WORK ORDER: The answer must be a single number: how many lines in the entries hold the string "overhang".

........

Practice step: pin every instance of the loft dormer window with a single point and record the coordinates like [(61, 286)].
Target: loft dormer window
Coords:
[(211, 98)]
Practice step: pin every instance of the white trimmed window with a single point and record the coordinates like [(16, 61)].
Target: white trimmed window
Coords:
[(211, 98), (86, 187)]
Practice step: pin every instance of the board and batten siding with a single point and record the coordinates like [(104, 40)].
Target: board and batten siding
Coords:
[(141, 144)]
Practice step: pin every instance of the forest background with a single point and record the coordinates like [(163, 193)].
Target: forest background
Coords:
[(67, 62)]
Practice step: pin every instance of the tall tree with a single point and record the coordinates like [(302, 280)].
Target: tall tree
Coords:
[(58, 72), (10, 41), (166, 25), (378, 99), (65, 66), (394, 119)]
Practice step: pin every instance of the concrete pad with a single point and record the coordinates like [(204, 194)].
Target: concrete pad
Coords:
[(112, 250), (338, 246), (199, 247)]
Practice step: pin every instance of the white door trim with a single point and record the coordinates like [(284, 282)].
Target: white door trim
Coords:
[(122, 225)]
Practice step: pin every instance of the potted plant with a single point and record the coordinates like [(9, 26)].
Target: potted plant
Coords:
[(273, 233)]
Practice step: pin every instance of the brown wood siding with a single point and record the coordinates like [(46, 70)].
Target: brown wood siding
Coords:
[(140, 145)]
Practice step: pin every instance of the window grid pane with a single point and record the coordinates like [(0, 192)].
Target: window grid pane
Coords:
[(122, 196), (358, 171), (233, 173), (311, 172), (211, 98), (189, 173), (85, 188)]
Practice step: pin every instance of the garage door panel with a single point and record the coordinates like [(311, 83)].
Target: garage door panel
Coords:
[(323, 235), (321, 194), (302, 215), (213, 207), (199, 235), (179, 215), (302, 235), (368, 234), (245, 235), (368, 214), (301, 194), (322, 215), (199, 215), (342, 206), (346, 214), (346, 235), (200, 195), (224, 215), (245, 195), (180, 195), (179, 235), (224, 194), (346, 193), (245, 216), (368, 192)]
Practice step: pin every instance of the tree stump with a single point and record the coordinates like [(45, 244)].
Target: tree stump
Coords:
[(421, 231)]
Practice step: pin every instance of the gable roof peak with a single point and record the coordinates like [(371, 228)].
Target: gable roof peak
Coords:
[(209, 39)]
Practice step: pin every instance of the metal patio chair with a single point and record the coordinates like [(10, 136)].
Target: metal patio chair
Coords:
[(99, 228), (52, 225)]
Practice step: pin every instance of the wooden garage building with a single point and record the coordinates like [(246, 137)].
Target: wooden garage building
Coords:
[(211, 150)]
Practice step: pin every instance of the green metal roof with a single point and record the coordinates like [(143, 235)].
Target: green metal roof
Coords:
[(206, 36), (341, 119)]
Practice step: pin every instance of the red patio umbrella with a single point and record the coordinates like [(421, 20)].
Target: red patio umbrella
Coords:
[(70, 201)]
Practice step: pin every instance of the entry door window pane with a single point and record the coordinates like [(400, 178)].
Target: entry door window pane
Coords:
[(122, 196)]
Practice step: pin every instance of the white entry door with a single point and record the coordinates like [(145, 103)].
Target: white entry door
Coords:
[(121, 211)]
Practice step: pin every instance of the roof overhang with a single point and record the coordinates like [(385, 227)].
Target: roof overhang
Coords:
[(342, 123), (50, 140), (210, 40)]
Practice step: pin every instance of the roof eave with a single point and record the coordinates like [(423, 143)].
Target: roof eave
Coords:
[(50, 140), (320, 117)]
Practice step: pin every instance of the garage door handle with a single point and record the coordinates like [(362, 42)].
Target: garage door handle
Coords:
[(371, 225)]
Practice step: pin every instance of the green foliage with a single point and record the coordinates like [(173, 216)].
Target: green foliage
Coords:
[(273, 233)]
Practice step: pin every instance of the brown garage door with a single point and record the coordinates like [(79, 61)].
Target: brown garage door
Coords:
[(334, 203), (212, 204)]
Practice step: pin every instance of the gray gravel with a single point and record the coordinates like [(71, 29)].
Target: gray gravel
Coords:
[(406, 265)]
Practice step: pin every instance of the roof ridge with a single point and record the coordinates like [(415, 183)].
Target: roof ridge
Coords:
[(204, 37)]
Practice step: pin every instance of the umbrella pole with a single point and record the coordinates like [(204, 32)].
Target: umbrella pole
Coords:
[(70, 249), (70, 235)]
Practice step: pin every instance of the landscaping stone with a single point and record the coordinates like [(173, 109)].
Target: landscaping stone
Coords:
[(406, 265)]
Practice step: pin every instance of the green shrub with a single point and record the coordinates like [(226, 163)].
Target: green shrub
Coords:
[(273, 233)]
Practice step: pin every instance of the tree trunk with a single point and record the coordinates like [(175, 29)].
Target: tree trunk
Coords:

........

RESPONSE: 2